### DO THIS
Please write out every one of the following items word for word, leaving out the pictures.

### DATA LISTING
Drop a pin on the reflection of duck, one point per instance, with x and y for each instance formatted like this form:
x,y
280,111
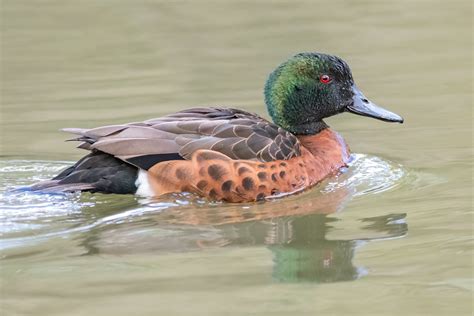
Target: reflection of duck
x,y
294,230
229,154
305,254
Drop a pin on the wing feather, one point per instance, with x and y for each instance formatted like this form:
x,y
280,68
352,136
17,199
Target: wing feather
x,y
235,133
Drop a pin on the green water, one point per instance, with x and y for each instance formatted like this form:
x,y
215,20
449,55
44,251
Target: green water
x,y
391,235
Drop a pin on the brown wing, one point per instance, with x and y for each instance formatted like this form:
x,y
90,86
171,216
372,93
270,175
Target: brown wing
x,y
235,133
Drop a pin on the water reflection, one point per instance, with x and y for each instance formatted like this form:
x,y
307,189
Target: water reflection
x,y
294,232
301,251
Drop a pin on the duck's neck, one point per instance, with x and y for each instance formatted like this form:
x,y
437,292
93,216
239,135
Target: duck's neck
x,y
308,128
326,145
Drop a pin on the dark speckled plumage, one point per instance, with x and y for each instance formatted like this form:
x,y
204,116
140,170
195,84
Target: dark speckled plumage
x,y
225,153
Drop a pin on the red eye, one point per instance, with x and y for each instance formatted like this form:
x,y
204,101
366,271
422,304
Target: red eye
x,y
325,79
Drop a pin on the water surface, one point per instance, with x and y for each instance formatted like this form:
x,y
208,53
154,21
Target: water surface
x,y
392,234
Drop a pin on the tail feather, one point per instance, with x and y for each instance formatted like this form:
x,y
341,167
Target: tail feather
x,y
96,172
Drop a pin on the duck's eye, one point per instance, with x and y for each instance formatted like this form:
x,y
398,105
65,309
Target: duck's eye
x,y
325,79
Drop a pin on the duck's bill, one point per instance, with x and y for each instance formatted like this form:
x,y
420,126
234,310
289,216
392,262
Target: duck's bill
x,y
362,106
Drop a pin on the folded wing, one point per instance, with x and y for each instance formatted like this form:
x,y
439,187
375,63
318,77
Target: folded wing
x,y
235,133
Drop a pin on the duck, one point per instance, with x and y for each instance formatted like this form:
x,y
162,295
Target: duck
x,y
227,154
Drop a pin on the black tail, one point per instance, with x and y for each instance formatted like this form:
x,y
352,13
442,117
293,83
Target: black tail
x,y
96,172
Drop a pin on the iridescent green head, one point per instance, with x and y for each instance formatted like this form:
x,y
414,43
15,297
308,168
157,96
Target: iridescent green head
x,y
309,87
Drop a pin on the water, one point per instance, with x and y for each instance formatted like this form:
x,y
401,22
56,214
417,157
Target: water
x,y
392,234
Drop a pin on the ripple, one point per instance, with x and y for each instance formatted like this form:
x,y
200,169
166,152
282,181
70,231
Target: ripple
x,y
367,175
28,217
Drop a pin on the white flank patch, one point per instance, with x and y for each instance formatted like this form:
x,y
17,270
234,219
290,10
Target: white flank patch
x,y
143,185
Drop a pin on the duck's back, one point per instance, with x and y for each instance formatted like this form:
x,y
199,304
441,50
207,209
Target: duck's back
x,y
221,153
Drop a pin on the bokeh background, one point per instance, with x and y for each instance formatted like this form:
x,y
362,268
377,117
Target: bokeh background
x,y
91,63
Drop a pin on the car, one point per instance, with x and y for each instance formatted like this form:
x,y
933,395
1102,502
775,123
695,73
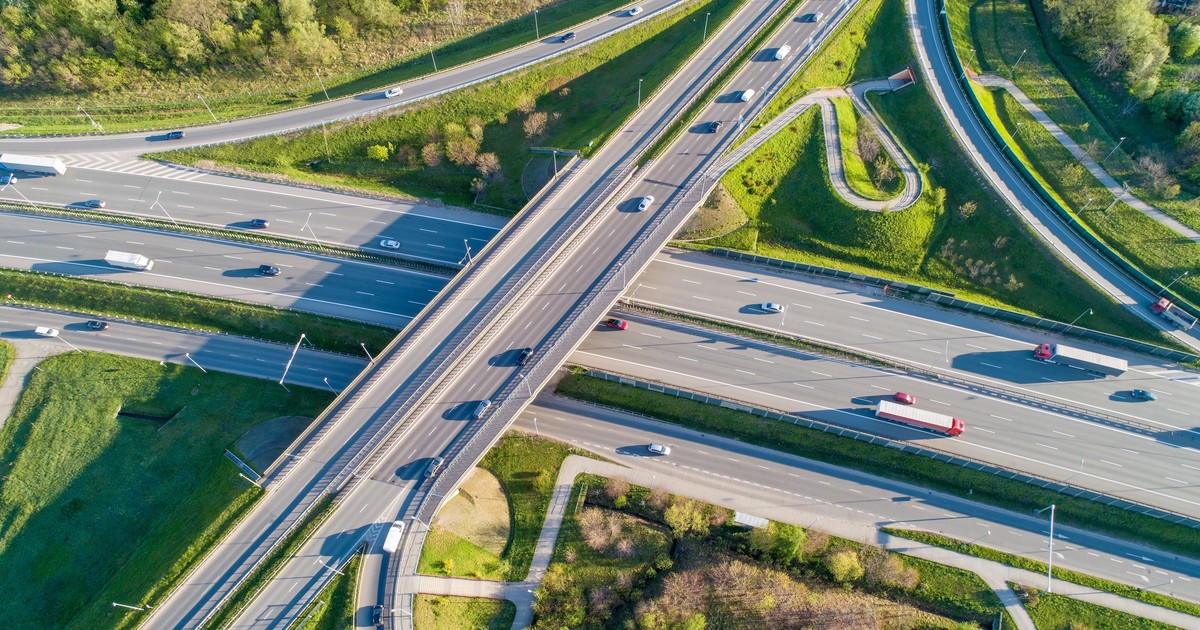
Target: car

### FINAL ANSWER
Drop a pin on the reflection of duck, one point per instance, with x and y for each instance formatted like this form:
x,y
280,111
Target: reflection of duck
x,y
294,230
229,154
305,254
Drop a pin on the wing feather, one point per instance, with x and y for each instance formatted like this form:
x,y
280,68
352,136
17,199
Target: wing feather
x,y
235,133
Drop a pin on the green water, one point per instance, with x and y for each instance formatted like this form:
x,y
215,20
449,55
44,251
Target: green water
x,y
391,235
Drop a pin on the brown wing, one point per instance, with x and y for each instance formatted like this form:
x,y
90,86
171,216
372,93
270,175
Target: brown wing
x,y
235,133
Drop a pin on the water reflection, one point per instance, with x and y for each instance formatted like this form:
x,y
307,189
Target: water reflection
x,y
294,232
301,251
Drop a pin on the duck's neck, one point per instance, with x and y for each instance formatted like this form:
x,y
437,292
93,216
239,135
Target: duck's neck
x,y
308,128
326,145
Drop a pin on the dark speckled plumage, one point per instance, with x and y for each instance formatted like this form:
x,y
204,116
140,170
195,84
Target: dark speckled plumage
x,y
225,153
Drop a pin on the red eye, one point per instance, with x and y for each instance formatted like this form:
x,y
204,101
366,271
422,304
Target: red eye
x,y
325,79
Drop a pin on the water surface, one point per instance, with x and y for each instance formatted like this form:
x,y
208,53
154,21
Target: water surface
x,y
392,234
Drop a pin on the tail feather, one point per instance, with x and y for each instance formatted like this form:
x,y
341,167
Target: tail feather
x,y
96,172
Drop a pin on the duck's eye, one point per instance, with x and y for each instance formatted like this form:
x,y
398,105
65,309
Target: duck's eye
x,y
325,79
Drop a pin on the duck's bill, one point per instance, with x and y for each instance formatted like this form:
x,y
420,126
234,310
289,216
392,262
Target: duck's bill
x,y
362,106
Drop a pin on the folded wing, one point per instance, with x and y for each instance formatted like this form:
x,y
439,187
375,63
318,77
Target: folded wing
x,y
235,133
Drop a pin on the duck, one point per instance, with x and y for each instance formatted like this form:
x,y
162,295
Target: duck
x,y
227,154
Drop a pin on the black tail, one point per instance, with x and y for each instance formatted like this form:
x,y
352,13
442,117
293,83
Target: black tail
x,y
96,172
Drop a pin on the iridescent green head, one point per instance, with x and y for each instance formatted like this form:
x,y
414,43
15,297
308,168
157,96
Target: iridescent green head
x,y
309,87
Drop a pin on the water, one point per instance, with x and y for each instance formatted like this form:
x,y
401,22
56,214
417,157
Target: water
x,y
392,234
Drop a pin on the ripple, one point per instance, with x and y for each instance formatted like this form:
x,y
200,169
166,152
282,181
70,231
Target: ripple
x,y
367,175
28,217
Drop a pin on the white flank patch, one point per instance, with x and y for each instance formatted like this form:
x,y
17,270
234,219
290,10
Target: white flank patch
x,y
143,185
Drop a pin on the duck's back, one point per instance, with x and y for each instance formatted like this form:
x,y
199,304
441,50
207,209
Target: duck's back
x,y
221,153
Drop a pin on the bokeh background, one point per instance, with x and y for each instance formatted like this form:
x,y
362,268
377,117
Target: bokeh background
x,y
91,63
Drop a pin on the car, one point per instance, with x and y for each instance formatted like this form:
x,y
933,395
1102,502
775,123
695,73
Target: car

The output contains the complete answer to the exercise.